:: DATA SUPPLIED

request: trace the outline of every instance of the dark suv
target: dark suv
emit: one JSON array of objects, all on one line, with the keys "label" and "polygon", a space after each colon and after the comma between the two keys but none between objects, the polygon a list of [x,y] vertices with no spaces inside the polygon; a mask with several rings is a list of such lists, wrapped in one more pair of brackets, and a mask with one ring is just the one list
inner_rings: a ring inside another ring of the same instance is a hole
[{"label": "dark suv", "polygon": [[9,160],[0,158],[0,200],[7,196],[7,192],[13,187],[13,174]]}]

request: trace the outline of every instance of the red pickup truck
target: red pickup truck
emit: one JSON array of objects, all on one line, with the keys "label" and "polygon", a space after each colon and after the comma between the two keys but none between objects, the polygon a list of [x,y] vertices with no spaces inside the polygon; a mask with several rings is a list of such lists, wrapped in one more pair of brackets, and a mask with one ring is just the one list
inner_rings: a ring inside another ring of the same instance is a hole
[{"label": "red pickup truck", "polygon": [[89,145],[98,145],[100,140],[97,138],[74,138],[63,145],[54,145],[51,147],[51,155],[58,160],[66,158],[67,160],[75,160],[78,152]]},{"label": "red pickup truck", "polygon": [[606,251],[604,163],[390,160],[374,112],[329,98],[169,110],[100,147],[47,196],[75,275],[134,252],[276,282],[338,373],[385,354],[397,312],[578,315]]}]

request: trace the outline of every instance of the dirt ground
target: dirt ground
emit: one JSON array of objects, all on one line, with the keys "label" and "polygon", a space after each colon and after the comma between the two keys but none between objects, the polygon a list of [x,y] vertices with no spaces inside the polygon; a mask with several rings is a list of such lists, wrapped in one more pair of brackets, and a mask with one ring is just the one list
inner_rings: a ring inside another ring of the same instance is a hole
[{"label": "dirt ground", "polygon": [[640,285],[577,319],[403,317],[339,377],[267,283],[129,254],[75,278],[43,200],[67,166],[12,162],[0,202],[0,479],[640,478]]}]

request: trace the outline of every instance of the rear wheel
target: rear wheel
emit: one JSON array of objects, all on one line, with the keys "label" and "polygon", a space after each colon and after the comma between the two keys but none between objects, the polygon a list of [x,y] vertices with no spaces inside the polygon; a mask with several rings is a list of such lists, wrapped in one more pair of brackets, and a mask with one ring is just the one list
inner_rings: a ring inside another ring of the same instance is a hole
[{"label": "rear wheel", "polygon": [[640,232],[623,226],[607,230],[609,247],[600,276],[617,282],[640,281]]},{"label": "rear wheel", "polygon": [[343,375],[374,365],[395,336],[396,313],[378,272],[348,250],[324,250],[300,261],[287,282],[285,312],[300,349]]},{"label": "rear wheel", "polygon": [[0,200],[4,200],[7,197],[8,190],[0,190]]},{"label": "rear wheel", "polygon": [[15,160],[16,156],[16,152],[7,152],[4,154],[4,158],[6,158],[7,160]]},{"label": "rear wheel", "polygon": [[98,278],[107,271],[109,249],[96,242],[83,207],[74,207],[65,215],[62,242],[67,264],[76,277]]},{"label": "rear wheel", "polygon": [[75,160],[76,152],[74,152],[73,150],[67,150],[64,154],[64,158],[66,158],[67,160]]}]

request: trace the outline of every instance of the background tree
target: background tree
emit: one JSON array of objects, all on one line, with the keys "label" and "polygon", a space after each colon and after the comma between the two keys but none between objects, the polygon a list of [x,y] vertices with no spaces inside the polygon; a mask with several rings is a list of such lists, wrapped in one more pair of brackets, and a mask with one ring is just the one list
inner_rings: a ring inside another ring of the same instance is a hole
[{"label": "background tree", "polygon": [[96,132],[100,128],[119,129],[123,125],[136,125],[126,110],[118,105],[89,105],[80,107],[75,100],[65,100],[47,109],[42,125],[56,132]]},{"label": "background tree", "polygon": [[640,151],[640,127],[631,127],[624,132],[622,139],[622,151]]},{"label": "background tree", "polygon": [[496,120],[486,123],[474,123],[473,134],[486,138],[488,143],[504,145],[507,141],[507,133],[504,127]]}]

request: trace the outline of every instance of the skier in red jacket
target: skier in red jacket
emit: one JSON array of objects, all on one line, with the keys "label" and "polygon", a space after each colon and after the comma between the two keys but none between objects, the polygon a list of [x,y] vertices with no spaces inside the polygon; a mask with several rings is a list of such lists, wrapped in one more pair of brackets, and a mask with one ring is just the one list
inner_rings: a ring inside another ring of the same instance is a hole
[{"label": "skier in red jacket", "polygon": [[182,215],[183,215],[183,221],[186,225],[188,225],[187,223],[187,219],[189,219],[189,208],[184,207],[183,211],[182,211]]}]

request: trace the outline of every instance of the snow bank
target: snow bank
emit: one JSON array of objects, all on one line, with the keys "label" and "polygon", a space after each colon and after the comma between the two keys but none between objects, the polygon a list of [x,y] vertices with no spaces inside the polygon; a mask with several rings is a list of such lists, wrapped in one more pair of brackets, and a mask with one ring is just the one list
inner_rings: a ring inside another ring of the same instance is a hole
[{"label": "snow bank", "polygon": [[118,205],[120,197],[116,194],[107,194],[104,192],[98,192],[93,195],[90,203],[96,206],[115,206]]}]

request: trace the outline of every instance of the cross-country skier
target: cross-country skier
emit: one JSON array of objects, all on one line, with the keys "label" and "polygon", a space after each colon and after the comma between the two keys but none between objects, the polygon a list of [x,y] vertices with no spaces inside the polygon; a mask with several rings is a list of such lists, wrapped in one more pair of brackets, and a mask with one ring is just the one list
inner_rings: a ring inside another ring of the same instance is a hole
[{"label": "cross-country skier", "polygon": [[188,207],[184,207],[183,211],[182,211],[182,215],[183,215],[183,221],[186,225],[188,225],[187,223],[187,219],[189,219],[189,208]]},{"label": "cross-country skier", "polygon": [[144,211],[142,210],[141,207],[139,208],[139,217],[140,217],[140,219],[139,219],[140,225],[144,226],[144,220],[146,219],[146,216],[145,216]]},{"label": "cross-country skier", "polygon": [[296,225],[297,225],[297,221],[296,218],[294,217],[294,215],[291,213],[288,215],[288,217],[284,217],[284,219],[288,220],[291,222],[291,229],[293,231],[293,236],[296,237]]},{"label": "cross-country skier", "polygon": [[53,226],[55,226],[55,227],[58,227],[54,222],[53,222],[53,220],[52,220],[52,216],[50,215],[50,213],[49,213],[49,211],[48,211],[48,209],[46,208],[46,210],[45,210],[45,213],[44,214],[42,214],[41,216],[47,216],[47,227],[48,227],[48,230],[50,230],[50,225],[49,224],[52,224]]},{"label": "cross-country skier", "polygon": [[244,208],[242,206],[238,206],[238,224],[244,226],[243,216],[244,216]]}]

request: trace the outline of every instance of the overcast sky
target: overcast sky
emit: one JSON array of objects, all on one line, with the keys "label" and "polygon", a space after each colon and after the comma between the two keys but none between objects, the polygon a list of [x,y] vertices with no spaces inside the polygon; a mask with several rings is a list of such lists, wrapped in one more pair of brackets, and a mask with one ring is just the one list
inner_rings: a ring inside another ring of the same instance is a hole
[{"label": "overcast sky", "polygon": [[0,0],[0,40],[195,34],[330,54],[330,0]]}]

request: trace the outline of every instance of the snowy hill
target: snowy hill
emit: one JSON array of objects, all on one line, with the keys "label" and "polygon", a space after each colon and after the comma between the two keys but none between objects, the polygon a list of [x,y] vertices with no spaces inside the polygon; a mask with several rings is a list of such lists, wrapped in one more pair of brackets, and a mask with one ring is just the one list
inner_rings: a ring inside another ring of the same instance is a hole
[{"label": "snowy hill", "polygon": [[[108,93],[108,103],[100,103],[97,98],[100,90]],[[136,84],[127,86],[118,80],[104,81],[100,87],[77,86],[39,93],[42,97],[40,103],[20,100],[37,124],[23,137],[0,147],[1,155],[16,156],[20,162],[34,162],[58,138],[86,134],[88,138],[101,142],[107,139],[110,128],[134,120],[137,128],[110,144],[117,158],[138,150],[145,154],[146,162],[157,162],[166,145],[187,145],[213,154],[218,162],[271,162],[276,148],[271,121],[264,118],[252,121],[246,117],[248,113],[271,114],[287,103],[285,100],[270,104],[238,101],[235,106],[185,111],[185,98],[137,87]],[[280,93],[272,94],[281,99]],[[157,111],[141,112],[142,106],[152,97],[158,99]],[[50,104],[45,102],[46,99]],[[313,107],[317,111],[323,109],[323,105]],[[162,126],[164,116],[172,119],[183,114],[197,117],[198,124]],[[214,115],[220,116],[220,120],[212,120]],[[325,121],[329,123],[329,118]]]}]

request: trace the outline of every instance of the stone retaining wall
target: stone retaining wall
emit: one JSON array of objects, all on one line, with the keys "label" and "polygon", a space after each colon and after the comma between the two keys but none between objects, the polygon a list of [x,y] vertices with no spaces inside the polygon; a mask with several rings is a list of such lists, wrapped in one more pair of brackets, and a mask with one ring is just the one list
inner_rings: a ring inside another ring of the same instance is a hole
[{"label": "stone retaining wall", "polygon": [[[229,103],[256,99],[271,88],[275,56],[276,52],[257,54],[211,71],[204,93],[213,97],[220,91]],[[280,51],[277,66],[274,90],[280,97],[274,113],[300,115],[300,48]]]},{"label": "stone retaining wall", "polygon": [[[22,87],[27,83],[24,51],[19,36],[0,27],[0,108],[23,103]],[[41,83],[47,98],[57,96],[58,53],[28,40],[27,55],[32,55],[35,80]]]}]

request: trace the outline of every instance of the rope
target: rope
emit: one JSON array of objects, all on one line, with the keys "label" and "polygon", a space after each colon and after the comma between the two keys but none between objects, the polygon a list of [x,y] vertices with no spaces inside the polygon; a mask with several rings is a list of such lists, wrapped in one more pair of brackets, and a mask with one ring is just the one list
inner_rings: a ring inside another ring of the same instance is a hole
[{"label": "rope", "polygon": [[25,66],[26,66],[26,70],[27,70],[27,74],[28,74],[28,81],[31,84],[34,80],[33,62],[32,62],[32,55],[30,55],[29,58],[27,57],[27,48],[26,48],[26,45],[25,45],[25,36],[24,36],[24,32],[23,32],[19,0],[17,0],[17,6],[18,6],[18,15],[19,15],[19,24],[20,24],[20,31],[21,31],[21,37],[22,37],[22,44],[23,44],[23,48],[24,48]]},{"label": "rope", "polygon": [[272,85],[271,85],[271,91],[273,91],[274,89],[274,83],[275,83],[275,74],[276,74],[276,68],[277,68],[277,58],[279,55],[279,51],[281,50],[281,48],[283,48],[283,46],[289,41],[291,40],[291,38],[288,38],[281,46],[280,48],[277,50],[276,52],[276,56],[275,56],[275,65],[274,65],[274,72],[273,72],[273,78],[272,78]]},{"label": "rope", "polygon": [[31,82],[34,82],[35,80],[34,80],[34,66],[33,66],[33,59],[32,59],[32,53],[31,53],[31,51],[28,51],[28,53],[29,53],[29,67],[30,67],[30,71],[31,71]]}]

::::

▶ [ASSIGNMENT]
Using the entries above, return each line in which the word "trace" occurs.

▶ [TASK RESPONSE]
request: trace the outline of every instance of the dark suv
request: trace the outline of every instance of the red pickup truck
request: trace the outline of every instance of the dirt ground
request: trace the outline of every instance of the rear wheel
request: trace the outline of every instance of the background tree
request: trace the outline of every instance of the skier in red jacket
request: trace the outline of every instance of the snow bank
request: trace the outline of every instance of the cross-country skier
request: trace the outline of every instance of the overcast sky
request: trace the outline of every instance of the snowy hill
request: trace the outline of every instance of the stone retaining wall
request: trace the outline of every instance of the rope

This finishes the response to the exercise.